-- START OF Provided data --

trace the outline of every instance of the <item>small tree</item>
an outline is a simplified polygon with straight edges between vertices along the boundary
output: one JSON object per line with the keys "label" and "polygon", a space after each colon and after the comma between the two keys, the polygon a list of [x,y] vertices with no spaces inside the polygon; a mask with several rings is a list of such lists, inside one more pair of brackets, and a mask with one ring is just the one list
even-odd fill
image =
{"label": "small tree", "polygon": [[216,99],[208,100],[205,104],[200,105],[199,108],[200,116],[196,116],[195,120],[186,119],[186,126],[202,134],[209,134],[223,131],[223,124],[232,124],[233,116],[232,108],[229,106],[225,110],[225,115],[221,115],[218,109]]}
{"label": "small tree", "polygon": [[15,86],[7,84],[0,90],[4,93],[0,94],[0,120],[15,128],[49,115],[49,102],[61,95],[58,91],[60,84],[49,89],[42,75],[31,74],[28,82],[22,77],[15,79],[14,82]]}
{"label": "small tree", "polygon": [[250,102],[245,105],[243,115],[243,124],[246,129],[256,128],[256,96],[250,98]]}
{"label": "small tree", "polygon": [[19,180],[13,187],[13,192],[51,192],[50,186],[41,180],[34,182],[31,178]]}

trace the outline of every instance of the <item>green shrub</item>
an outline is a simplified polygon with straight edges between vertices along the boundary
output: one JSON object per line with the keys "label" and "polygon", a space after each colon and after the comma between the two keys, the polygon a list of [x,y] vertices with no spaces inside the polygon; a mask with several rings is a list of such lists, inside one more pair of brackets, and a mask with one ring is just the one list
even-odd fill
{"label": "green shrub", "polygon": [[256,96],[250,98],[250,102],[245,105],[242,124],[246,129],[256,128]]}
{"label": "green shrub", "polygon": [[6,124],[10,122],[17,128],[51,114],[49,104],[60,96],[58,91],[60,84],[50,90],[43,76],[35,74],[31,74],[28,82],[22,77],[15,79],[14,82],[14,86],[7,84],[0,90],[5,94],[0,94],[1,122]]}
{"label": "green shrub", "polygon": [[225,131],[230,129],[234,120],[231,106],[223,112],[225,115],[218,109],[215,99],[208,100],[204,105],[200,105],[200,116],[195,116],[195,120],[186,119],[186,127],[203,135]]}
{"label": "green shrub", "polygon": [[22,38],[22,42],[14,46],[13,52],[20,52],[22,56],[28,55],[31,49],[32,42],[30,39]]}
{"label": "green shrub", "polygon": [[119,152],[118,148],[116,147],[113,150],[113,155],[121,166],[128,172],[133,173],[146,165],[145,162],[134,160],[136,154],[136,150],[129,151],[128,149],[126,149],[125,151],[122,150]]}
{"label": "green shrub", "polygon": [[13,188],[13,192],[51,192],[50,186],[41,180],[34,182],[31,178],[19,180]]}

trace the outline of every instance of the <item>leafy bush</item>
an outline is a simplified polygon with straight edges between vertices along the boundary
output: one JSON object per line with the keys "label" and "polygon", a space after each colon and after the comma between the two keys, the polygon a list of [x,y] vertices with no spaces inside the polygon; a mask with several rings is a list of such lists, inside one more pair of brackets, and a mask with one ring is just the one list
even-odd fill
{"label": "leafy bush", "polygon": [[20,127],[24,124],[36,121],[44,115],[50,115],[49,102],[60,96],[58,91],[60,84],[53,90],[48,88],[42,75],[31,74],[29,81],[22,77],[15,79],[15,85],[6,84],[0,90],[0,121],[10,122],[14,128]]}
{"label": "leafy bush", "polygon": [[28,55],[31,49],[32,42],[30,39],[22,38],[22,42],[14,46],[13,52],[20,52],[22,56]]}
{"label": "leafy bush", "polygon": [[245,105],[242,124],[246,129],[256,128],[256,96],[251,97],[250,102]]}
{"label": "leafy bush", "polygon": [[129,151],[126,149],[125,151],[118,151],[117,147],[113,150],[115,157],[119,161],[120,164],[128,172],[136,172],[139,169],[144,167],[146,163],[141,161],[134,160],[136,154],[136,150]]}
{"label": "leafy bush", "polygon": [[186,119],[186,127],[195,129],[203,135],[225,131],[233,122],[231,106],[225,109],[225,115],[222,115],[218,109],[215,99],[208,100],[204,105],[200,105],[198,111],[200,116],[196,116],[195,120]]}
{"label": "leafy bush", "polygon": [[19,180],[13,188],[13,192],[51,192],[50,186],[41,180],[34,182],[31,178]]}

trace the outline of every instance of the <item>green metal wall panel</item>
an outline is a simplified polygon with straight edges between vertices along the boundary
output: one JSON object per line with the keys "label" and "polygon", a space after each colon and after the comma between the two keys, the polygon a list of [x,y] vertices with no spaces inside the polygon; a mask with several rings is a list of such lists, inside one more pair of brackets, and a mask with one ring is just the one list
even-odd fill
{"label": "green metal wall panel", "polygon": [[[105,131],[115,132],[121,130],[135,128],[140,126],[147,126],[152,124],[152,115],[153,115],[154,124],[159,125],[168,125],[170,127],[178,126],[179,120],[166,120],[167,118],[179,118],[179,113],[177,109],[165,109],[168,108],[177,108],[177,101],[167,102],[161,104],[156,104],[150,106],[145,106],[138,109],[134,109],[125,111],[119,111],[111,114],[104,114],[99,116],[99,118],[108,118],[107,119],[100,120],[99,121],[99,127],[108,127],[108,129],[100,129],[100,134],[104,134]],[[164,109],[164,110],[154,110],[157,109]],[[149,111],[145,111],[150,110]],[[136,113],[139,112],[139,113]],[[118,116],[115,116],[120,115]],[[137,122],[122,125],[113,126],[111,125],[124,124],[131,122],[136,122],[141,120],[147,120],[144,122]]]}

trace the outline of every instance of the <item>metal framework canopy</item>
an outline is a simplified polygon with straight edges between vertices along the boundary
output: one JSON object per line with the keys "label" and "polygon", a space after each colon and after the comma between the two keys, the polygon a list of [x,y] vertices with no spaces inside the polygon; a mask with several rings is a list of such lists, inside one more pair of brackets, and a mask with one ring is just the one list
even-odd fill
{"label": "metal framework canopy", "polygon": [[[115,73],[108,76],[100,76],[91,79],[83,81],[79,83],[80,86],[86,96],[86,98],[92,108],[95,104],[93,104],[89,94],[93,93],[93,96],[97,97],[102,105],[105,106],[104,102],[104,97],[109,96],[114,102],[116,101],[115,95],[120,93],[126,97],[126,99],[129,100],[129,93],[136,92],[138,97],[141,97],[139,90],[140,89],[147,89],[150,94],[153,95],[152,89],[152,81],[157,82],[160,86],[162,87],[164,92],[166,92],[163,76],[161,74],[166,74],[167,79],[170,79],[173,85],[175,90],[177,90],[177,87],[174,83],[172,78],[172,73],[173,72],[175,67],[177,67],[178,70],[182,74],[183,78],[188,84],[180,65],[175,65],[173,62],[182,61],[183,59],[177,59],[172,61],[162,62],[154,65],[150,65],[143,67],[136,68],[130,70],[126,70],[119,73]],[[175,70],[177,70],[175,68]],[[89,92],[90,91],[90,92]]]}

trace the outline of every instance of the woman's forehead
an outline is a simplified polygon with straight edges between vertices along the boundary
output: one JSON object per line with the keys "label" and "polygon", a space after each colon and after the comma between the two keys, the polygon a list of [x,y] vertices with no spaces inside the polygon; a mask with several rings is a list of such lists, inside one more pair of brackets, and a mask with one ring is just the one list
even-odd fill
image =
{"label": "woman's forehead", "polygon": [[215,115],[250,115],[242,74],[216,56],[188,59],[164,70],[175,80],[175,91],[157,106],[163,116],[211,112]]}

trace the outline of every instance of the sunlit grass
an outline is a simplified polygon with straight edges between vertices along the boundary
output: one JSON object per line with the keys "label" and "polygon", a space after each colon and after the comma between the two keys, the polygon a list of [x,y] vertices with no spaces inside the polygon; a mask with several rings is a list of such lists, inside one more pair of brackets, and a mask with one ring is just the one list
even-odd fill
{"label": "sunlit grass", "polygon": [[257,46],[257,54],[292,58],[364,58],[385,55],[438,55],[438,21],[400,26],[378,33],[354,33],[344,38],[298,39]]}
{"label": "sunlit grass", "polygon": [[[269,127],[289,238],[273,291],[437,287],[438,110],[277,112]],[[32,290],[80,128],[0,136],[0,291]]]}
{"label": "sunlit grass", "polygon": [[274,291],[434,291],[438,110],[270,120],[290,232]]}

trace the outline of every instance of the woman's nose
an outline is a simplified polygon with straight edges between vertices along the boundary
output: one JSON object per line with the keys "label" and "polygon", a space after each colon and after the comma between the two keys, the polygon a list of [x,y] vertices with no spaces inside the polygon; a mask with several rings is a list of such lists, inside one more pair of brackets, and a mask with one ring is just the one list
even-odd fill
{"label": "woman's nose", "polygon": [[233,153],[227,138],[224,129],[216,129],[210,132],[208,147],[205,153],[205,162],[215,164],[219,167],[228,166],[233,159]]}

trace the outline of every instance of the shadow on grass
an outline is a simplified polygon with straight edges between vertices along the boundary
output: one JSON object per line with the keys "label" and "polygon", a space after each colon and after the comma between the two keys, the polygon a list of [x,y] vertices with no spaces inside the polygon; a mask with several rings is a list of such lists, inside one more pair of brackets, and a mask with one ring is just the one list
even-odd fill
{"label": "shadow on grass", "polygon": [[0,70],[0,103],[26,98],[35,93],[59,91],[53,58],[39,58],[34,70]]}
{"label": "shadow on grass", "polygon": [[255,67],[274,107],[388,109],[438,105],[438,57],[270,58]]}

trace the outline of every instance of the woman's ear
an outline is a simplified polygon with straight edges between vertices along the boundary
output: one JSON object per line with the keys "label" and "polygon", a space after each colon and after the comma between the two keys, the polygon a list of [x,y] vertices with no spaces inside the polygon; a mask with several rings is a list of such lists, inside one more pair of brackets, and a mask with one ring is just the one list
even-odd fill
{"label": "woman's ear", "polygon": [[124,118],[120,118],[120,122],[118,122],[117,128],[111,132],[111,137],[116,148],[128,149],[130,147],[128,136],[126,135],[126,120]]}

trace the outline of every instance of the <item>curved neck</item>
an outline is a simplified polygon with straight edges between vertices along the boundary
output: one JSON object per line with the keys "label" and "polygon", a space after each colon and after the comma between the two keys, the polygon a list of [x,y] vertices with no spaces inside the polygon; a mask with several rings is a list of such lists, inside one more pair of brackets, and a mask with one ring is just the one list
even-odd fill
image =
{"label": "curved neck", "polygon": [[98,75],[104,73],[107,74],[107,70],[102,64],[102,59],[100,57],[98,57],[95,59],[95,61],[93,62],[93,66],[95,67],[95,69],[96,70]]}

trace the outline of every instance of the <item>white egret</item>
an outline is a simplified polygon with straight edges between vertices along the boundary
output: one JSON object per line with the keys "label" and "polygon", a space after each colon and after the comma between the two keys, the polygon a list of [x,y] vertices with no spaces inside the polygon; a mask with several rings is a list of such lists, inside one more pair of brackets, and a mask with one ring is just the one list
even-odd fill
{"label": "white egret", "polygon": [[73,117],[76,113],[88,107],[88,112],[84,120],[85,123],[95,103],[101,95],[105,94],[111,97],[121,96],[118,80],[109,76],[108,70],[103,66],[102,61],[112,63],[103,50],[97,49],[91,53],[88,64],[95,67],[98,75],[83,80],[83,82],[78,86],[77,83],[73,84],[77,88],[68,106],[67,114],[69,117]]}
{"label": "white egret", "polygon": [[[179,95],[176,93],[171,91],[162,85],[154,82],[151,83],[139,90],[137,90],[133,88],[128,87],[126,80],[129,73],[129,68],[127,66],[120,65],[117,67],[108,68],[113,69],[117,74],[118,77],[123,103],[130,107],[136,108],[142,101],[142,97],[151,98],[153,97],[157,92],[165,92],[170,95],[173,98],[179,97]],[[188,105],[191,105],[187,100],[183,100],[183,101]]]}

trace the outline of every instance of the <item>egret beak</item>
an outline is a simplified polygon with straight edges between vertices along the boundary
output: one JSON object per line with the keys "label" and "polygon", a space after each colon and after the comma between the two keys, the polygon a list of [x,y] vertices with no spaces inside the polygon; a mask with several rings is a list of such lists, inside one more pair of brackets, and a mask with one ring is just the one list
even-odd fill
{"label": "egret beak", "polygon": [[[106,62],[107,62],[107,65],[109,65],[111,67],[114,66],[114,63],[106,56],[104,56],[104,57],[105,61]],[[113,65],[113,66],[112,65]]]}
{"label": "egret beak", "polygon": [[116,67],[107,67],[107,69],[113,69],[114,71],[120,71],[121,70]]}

-- END OF Provided data --

■ **Exercise aim**:
Can you rewrite everything from the line containing "trace the outline of every instance of the <item>egret" down to the end of the data, replacing "straight edges" with "straight segments" and leaving all else unchanged?

■ **Solution for this exercise**:
trace the outline of every instance of the <item>egret beak</item>
an outline is a simplified polygon with straight segments between vertices along the boundary
output: one JSON object per line with the keys "label" and "polygon", a space after each colon and after the comma between the two keys, the polygon a list of [x,y] vertices with no spaces inside the polygon; a mask with several rings is a list of such lists, inside one more pair of brackets, and a mask with one ring is just the one list
even-odd fill
{"label": "egret beak", "polygon": [[[106,62],[107,62],[107,65],[109,65],[111,67],[114,66],[114,63],[106,56],[104,56],[104,57],[105,61]],[[113,65],[113,66],[112,65]]]}
{"label": "egret beak", "polygon": [[116,67],[107,67],[107,69],[113,69],[114,71],[120,71],[121,70]]}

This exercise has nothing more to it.